Mit einer Mindesterfassungsmenge von 25 Kilo pro Einwohner pro Jahr geht das Umweltministerium zwar einen ersten Schritt in die richtige Richtung. Da aber Verpackungen und stoffgleiche Nicht-Verpackungen in Zukunft gemeinsam gesammelt werden sollen, sind höhere Sammelmengen erreichbar und gesetzliche Vorgaben sollten auch hier selbstlernende Mengenvorgaben vorsehen.
Bessere Recyclingfähigkeit und höherer Anteil von Sekundärrohstoffen weiterhin nicht in Sicht
Besonders enttäuschend im neuen Entwurf sind die schwachen Anforderungen an recyclingfreundliche Verpackungen und wertstoffhaltige Nicht-Verpackungen. Die dualen Systeme werden dazu aufgefordert, im Rahmen der Lizenzentgeltbemessung die werkstoffliche Verwertbarkeit zu fördern. Unklar bleibt allerdings, wie das in dem Wettbewerbssystem zwischen den Systembetreibern funktionieren soll, wie Erfolge gemessen werden sollen und wie bei Untätigkeit sanktioniert wird.

* [AUSGELESENES MATERIAL]
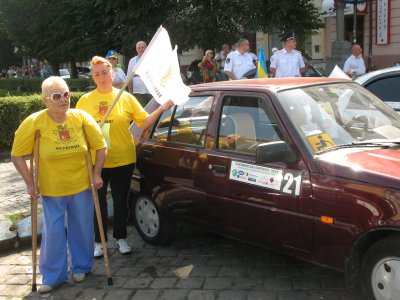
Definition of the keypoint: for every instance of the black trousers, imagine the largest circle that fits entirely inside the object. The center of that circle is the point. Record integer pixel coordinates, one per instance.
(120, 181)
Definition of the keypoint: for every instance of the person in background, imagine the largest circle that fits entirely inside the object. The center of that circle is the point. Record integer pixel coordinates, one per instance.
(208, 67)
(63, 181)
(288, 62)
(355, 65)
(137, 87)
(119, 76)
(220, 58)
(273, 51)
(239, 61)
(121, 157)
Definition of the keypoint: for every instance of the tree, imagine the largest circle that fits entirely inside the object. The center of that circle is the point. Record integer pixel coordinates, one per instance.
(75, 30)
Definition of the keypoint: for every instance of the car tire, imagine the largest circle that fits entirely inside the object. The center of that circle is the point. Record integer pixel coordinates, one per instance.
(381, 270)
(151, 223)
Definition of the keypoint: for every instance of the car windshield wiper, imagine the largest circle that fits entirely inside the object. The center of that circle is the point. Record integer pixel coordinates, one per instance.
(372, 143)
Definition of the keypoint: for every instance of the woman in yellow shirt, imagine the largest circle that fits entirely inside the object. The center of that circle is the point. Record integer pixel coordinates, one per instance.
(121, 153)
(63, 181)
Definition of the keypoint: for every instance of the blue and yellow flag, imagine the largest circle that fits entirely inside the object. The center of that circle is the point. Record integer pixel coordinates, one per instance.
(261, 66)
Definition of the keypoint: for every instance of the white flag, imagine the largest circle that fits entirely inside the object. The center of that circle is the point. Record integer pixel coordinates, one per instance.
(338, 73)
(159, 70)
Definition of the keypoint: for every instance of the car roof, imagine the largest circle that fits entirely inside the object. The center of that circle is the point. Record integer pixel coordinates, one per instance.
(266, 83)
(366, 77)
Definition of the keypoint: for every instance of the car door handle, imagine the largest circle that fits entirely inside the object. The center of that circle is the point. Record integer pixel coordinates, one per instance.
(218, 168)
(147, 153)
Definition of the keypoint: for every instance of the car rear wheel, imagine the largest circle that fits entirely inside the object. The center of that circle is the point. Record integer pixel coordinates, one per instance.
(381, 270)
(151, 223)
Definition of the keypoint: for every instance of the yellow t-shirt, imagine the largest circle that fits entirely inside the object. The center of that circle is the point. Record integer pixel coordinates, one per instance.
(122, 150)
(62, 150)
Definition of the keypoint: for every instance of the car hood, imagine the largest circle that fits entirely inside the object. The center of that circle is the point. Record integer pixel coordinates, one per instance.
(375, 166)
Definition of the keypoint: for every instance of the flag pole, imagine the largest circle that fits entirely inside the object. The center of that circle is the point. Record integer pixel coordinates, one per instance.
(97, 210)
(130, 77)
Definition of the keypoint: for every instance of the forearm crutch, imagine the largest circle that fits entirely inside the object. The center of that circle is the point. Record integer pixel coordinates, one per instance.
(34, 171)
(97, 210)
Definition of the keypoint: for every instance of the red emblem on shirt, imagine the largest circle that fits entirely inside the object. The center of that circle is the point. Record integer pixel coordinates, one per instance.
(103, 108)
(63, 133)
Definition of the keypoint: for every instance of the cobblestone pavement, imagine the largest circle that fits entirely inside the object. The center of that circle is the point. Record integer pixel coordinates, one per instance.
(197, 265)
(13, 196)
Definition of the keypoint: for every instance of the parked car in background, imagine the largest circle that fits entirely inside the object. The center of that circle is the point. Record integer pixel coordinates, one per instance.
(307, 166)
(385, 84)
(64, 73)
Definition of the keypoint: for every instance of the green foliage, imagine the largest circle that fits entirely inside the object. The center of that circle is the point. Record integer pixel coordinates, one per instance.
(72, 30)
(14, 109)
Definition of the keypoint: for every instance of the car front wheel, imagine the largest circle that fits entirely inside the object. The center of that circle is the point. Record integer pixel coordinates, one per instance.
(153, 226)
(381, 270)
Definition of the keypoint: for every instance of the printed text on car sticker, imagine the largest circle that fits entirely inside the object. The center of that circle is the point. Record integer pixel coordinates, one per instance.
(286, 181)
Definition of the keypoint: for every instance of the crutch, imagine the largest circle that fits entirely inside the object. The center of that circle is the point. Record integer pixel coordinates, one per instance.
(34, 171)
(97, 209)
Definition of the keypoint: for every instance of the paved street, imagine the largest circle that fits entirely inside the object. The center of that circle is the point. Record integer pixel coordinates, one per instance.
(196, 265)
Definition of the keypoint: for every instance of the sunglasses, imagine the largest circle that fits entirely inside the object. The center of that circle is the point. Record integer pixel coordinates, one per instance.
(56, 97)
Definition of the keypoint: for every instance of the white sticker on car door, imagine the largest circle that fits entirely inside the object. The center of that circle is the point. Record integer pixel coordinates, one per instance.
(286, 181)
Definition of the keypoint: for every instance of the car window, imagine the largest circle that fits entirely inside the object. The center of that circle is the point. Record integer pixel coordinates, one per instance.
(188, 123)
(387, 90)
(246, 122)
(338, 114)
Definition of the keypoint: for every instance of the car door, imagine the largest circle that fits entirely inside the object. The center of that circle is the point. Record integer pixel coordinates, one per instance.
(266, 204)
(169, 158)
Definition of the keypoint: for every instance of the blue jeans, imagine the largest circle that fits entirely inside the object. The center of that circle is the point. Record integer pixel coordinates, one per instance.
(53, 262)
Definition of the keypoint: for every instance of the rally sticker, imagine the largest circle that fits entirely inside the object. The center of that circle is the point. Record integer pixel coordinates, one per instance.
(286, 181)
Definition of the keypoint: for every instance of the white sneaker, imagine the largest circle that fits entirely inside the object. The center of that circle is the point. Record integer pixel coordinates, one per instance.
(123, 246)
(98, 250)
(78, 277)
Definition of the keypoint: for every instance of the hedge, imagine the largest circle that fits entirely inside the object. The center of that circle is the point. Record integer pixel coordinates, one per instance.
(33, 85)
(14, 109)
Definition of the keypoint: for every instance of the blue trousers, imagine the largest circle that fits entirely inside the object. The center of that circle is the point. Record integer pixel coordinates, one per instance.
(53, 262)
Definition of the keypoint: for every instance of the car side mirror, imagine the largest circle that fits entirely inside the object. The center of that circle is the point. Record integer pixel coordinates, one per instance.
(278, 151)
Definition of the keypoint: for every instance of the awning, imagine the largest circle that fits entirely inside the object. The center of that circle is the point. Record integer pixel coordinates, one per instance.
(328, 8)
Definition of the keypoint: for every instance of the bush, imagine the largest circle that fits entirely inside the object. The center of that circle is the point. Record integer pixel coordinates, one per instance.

* [AUFGABENSTELLUNG] Gib den Seitenausschnitt zu den Verpackungsvorgaben wortwörtlich wieder, von „Mit einer Mindesterfassungsmenge“ bis einschließlich „selbstlernende Mengenvorgaben vorsehen.“.

* [ANTWORT]
Mit einer Mindesterfassungsmenge von 25 Kilo pro Einwohner pro Jahr geht das Umweltministerium zwar einen ersten Schritt in die richtige Richtung. Da aber Verpackungen und stoffgleiche Nicht-Verpackungen in Zukunft gemeinsam gesammelt werden sollen, sind höhere Sammelmengen erreichbar und gesetzliche Vorgaben sollten auch hier selbstlernende Mengenvorgaben vorsehen.